» YOUR OBJECTIVE: Please update the material from its start up to and including the line containing "top-left (280, 517), bottom-right (376, 583)" by replacing "decorative wooden trim" with "carved wooden molding", keeping everything else the same. Return only those lines, without the pictures.

#### INFORMATION GIVEN

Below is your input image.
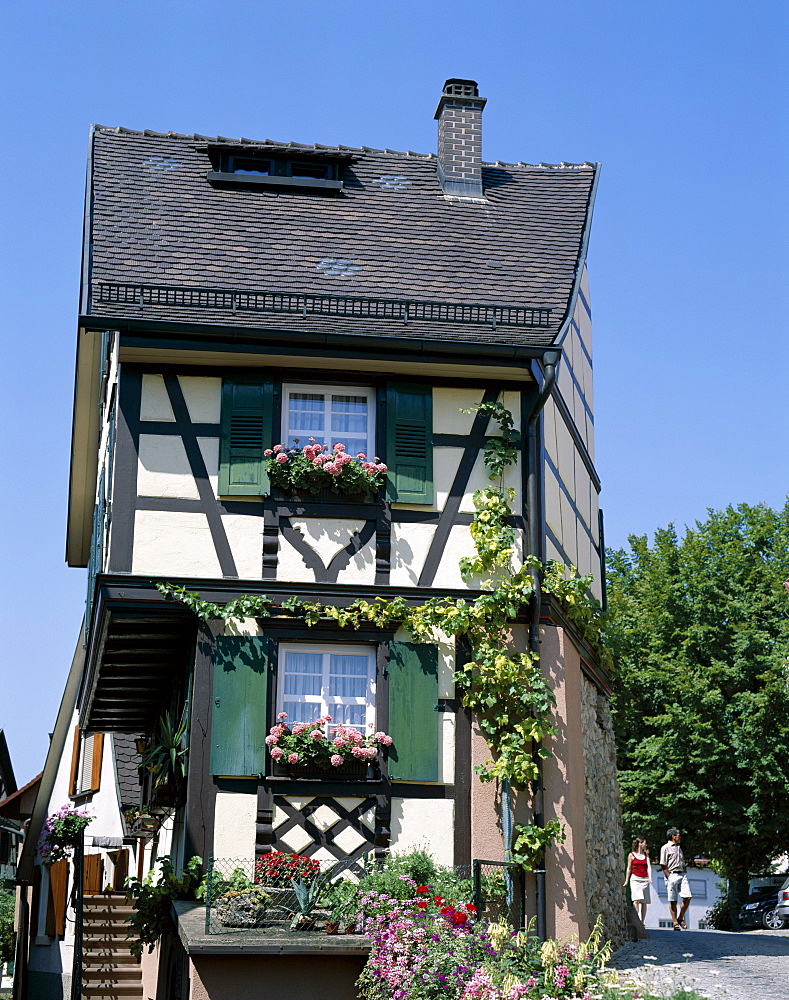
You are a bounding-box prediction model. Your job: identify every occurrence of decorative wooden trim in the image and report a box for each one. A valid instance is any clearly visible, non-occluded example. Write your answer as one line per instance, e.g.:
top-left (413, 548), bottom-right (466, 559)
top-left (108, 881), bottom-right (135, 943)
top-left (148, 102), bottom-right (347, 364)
top-left (185, 624), bottom-right (216, 858)
top-left (164, 375), bottom-right (238, 577)
top-left (280, 517), bottom-right (376, 583)
top-left (375, 504), bottom-right (392, 587)
top-left (262, 504), bottom-right (279, 580)
top-left (109, 365), bottom-right (142, 573)
top-left (44, 858), bottom-right (68, 937)
top-left (255, 781), bottom-right (274, 858)
top-left (419, 389), bottom-right (499, 587)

########

» ANSWER:
Below is your input image.
You are a bounding-box prediction model. Your job: identify every occurrence of carved wooden molding in the image and report a box for each one. A valid instance is any clearly visible, non-occluded example. Write your answer as one line per instance, e.g.:
top-left (413, 548), bottom-right (466, 559)
top-left (108, 881), bottom-right (135, 943)
top-left (148, 102), bottom-right (347, 364)
top-left (185, 624), bottom-right (216, 858)
top-left (164, 375), bottom-right (238, 577)
top-left (280, 517), bottom-right (376, 583)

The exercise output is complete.